Stored data:
_ _ _

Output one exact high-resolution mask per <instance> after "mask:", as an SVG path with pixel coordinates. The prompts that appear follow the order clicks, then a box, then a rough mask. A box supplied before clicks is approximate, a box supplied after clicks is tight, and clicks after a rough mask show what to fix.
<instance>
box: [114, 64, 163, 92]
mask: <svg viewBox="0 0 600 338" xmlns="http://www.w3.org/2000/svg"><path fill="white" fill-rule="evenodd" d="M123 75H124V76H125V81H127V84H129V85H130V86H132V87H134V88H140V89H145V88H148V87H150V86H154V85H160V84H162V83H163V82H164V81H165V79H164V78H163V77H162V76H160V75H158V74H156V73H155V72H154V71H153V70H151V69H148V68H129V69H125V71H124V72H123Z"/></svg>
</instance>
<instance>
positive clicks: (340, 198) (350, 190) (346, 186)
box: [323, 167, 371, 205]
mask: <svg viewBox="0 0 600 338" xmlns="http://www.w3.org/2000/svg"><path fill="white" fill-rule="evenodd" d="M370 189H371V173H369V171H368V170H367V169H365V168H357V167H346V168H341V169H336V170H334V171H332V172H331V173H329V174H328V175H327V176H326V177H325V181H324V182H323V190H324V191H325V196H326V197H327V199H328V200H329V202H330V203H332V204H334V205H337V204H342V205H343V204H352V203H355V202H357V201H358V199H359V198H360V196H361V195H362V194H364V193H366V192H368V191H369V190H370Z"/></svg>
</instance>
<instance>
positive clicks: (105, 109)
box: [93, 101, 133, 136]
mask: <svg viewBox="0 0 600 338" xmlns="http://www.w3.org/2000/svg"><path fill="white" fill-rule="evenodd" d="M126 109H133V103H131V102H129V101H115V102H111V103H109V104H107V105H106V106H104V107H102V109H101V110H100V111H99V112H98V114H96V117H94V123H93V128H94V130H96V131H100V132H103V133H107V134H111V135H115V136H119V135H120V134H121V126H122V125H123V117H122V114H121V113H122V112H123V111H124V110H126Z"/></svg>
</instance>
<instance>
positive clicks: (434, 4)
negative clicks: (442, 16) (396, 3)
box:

_ _ _

Every line from the one containing "positive clicks: (340, 198)" through the last line of the entries must be written out verbatim, and no other line.

REPLY:
positive clicks: (340, 198) (350, 190) (346, 186)
box: [323, 167, 371, 205]
mask: <svg viewBox="0 0 600 338" xmlns="http://www.w3.org/2000/svg"><path fill="white" fill-rule="evenodd" d="M370 189H371V173H369V171H368V170H367V169H365V168H357V167H346V168H341V169H336V170H334V171H332V172H331V173H329V174H328V175H327V176H326V177H325V181H324V182H323V190H324V191H325V196H326V197H327V199H328V200H329V202H330V203H332V204H334V205H337V204H342V205H343V204H352V203H355V202H357V201H358V199H359V198H360V196H361V195H362V194H364V193H366V192H368V191H369V190H370Z"/></svg>
</instance>
<instance>
positive clicks: (105, 109)
box: [93, 101, 133, 136]
mask: <svg viewBox="0 0 600 338" xmlns="http://www.w3.org/2000/svg"><path fill="white" fill-rule="evenodd" d="M126 109H133V103H131V102H129V101H115V102H111V103H109V104H107V105H106V106H104V107H102V109H101V110H100V111H99V112H98V114H96V117H94V123H93V128H94V130H96V131H100V132H103V133H107V134H111V135H115V136H119V135H120V134H121V126H122V125H123V117H122V114H121V113H122V112H123V111H124V110H126Z"/></svg>
</instance>
<instance>
positive clicks: (434, 4)
negative clicks: (442, 16) (396, 3)
box:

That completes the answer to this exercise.